Tasks for this exercise:
**a.** In the book review, what is given as the reason the island is violent and out of control?
**b.** Extend the book review with a new paragraph that follows on from its final sentence.

Supplied text:
^^^^
Nearby, in a girlie bar, Raj meets his future wife Jan and she seduces him at a party. Raj himself seems to want nothing; things just happen to him. Consequently he never has much feeling for Jan and she has little for him; in fact Raj never has much feeling for anyone and is an irritatingly reserved person.
Raj fails, as well, to connect with Canada and, under the influence of a reformer who argues that the intelligent should return and do what they can for the nascent nation, the native returns to Casaquemada with wife and child. A once flourishing place, after a sugar and then an oil boom, the island is now firmly in the throes of a bad case of Naipaulitis: there is decay, corruption, sordor, filth and revolution everywhere.
Bissoondath brilliantly brings this alive through a range of characters: the old school friend now turned policeman and connoisseur of torture; Grappler, his much loved disillusioned uncle and member of the oddly absent government, once a man of independence who now says, "maybe independence for us just meant the right to loot ourselves"; and an assortment of no-good gun-toters, amateur astrologers and politicians fond of electric sex-dolls. The island, perhaps "a failed experiment in nationhood", is a sinister place, violent and out of control due to an army revolt. Things start to close in on Raj and his family. In this burning place where to have integrity is to be radically foolish, where honesty is impossible, not required, the book builds to a shattering climax.
^^^^
Stored items:
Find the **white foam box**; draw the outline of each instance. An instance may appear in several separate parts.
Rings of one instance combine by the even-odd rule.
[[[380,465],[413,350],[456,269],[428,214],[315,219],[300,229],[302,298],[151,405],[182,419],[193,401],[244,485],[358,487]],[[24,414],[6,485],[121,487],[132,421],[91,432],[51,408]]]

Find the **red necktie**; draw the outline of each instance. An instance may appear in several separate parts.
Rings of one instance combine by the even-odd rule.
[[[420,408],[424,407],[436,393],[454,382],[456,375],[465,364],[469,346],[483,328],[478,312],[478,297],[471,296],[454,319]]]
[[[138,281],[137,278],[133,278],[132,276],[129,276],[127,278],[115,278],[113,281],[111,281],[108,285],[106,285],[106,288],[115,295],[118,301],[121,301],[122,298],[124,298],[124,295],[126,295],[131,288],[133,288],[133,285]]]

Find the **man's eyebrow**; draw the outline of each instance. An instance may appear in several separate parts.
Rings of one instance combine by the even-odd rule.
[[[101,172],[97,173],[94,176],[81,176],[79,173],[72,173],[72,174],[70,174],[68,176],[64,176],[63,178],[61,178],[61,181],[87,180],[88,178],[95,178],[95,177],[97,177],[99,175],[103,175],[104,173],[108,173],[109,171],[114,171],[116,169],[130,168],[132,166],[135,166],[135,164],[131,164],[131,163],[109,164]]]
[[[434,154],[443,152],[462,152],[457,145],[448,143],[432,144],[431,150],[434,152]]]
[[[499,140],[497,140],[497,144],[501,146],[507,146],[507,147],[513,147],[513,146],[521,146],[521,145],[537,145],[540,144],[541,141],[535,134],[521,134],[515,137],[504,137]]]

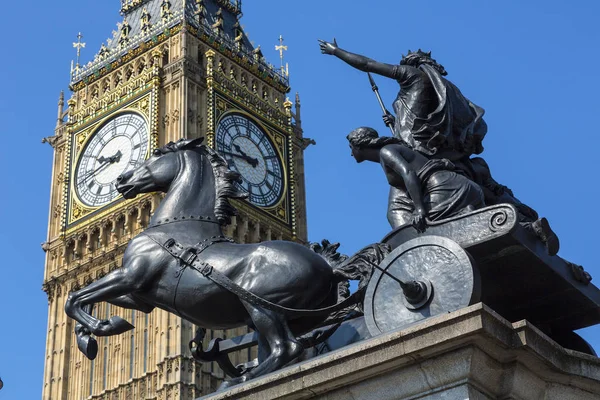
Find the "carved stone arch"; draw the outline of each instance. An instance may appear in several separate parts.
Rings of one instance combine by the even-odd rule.
[[[131,79],[133,79],[135,77],[135,69],[133,68],[133,65],[128,64],[125,67],[125,81],[128,82]]]
[[[81,289],[81,284],[79,283],[78,280],[71,282],[71,288],[70,288],[69,292],[76,292],[79,289]]]
[[[96,280],[98,279],[102,279],[106,276],[106,270],[105,268],[100,268],[98,271],[96,271]]]
[[[100,82],[100,89],[101,89],[101,93],[105,94],[110,92],[112,88],[112,79],[110,76],[107,76],[106,78],[102,79],[102,81]]]
[[[121,83],[123,83],[123,70],[119,70],[113,75],[113,87],[116,88]]]
[[[95,83],[90,87],[90,99],[96,100],[99,97],[100,97],[100,85],[98,83]]]
[[[135,71],[137,75],[140,75],[142,72],[144,72],[146,65],[148,65],[148,63],[146,62],[145,57],[140,57],[135,61]]]

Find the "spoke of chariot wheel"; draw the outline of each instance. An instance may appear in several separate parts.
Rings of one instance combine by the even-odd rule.
[[[419,303],[425,298],[425,296],[427,296],[427,286],[425,285],[425,283],[421,281],[403,282],[400,279],[396,278],[394,275],[381,268],[379,265],[367,260],[365,257],[359,255],[358,258],[365,261],[367,264],[370,264],[371,266],[379,270],[382,274],[398,282],[398,284],[402,288],[402,291],[404,292],[406,300],[408,300],[410,303]]]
^^^^
Responses by item number:
**a.** An army revolt.

**b.**
Like Naipaul, Bissoondath is excellent at atmosphere, at place, at detail, but—again like Naipaul—he is not good at creating convincing women. This is unfortunate: a terrible marriage getting worse is bang at the center of this novel and Bissoondath just lacks, say, Updike's ability to give the tedious intricacies of love's failure some resonance and humor. (It's interesting that in an essay on Naipaul, Updike points out that "love affairs in Naipaul's fiction tend to culminate in some physical abuse of the woman", which is precisely what happens here too.)
The foreground of A Casual Brutality is curiously unpeopled and flat, the writing stern and overcontrolled, but the background teems with life. As a result, this novel, so full, so dramatic and necessary, seems too long and frequently unfocused.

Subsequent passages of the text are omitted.